Data to use:
════
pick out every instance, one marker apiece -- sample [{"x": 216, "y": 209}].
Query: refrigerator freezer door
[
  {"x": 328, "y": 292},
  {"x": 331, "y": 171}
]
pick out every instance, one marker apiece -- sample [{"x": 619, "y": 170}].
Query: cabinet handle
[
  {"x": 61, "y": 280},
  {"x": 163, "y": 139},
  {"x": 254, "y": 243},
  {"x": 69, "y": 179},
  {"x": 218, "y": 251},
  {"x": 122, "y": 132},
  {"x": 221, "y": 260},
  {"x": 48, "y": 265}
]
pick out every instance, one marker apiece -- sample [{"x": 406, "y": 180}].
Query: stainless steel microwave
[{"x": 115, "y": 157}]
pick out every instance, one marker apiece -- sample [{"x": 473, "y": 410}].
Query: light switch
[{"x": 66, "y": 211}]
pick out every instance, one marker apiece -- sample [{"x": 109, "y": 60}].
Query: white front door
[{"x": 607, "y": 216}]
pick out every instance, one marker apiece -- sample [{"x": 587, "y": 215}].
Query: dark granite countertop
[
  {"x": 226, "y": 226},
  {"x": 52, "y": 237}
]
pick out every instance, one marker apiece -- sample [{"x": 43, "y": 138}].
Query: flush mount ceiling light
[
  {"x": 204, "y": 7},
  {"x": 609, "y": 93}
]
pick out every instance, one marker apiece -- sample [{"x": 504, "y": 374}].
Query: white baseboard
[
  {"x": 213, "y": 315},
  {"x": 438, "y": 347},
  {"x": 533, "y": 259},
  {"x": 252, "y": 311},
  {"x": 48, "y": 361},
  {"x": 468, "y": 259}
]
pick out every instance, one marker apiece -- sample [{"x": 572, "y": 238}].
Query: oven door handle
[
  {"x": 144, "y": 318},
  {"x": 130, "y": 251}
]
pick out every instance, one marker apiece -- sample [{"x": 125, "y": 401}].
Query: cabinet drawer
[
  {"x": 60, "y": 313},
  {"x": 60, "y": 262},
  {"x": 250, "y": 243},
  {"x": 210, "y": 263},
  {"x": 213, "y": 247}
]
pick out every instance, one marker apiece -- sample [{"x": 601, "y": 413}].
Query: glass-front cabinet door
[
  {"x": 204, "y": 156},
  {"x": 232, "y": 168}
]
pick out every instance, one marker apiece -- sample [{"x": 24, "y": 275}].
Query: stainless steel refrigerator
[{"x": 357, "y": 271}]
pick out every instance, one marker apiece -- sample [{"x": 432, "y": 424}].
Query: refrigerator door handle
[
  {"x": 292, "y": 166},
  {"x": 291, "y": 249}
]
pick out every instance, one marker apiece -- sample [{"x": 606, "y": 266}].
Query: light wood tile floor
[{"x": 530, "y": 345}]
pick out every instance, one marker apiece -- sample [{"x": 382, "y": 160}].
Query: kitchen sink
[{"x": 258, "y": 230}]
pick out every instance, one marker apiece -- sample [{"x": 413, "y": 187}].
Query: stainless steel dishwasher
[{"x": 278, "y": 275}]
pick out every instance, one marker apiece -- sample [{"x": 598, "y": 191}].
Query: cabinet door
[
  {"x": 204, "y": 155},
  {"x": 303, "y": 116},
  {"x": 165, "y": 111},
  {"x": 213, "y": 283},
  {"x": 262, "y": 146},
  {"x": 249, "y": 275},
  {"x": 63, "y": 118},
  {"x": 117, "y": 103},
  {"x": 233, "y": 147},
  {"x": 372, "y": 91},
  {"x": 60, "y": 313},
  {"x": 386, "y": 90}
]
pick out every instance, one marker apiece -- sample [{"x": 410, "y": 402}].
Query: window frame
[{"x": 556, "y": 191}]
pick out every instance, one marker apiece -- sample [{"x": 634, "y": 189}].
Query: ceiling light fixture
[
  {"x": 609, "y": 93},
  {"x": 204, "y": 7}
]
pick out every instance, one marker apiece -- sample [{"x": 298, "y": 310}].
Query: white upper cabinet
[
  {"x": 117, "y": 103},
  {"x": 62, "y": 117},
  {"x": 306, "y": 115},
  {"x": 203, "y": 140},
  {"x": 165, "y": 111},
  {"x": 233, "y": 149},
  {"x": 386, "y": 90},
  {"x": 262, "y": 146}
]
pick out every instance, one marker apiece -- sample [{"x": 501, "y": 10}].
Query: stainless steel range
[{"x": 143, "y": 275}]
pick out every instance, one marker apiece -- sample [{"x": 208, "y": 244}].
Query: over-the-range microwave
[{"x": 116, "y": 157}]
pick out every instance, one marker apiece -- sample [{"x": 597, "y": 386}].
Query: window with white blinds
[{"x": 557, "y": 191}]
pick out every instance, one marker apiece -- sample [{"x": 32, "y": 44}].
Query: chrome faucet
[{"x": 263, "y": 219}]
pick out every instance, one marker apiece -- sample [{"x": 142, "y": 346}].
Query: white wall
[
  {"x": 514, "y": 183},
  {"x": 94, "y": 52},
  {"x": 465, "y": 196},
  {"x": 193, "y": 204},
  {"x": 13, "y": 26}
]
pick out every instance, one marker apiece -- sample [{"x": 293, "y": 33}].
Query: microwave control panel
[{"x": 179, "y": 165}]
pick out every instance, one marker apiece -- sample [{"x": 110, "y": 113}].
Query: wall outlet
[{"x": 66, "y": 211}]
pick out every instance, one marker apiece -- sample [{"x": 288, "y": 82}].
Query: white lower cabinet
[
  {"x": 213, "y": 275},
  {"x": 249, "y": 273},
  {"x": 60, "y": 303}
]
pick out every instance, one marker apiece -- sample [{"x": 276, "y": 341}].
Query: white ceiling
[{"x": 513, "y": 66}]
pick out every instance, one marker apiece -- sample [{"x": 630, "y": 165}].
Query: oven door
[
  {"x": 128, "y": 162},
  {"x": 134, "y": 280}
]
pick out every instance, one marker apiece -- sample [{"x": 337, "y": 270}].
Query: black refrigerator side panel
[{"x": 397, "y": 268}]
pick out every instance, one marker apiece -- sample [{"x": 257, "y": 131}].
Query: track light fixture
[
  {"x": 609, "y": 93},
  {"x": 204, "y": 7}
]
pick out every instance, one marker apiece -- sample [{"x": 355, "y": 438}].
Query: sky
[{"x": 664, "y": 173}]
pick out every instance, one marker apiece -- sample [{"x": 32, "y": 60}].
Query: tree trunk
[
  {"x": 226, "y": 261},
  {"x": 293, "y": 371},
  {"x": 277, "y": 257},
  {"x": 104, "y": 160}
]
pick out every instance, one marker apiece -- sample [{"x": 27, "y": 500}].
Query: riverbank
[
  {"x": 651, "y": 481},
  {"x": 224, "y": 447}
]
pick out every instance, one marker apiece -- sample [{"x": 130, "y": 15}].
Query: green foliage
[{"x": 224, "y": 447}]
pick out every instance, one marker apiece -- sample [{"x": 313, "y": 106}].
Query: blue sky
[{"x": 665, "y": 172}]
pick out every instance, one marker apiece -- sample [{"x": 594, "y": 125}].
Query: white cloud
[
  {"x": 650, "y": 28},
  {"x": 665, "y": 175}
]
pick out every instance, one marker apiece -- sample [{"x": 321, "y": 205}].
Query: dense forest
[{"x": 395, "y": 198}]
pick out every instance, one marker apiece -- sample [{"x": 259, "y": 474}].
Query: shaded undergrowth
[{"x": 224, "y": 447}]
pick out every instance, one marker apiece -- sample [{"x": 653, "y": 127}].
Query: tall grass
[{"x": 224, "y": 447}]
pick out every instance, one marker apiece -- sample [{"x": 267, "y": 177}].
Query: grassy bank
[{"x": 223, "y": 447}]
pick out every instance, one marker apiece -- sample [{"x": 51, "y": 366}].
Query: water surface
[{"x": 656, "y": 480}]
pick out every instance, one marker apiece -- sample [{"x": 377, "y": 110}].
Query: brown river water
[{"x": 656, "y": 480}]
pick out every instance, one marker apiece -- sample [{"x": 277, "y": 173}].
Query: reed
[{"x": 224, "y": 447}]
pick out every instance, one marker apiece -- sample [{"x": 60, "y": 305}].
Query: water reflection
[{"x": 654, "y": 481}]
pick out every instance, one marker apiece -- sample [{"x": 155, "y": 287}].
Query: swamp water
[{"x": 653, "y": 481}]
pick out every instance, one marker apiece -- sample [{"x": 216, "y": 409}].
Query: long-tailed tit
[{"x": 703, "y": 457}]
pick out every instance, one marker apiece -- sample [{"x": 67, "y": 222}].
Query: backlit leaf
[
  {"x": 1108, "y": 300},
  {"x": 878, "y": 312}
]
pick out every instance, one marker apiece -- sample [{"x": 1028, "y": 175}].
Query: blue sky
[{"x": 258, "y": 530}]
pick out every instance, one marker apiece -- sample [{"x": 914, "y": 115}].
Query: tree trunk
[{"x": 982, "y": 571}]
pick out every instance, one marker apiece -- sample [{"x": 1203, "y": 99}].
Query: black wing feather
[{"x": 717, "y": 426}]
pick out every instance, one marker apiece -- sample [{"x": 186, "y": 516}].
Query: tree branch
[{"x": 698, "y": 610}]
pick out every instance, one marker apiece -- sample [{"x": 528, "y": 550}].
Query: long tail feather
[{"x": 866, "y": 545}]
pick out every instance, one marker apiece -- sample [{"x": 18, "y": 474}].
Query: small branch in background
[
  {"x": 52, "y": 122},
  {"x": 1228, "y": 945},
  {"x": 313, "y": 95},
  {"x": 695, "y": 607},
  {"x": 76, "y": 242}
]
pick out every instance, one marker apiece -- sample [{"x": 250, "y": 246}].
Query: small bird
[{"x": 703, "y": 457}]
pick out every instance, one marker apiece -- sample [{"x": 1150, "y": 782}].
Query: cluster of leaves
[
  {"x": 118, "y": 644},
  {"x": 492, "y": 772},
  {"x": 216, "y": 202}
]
════
Work instructions:
Locate every line in the material above that contains the string "steel" and copy each one. Case counts, so count only matches with identical capitalization.

Right answer:
Query: stainless steel microwave
Query: stainless steel refrigerator
Query: stainless steel dishwasher
Query: stainless steel range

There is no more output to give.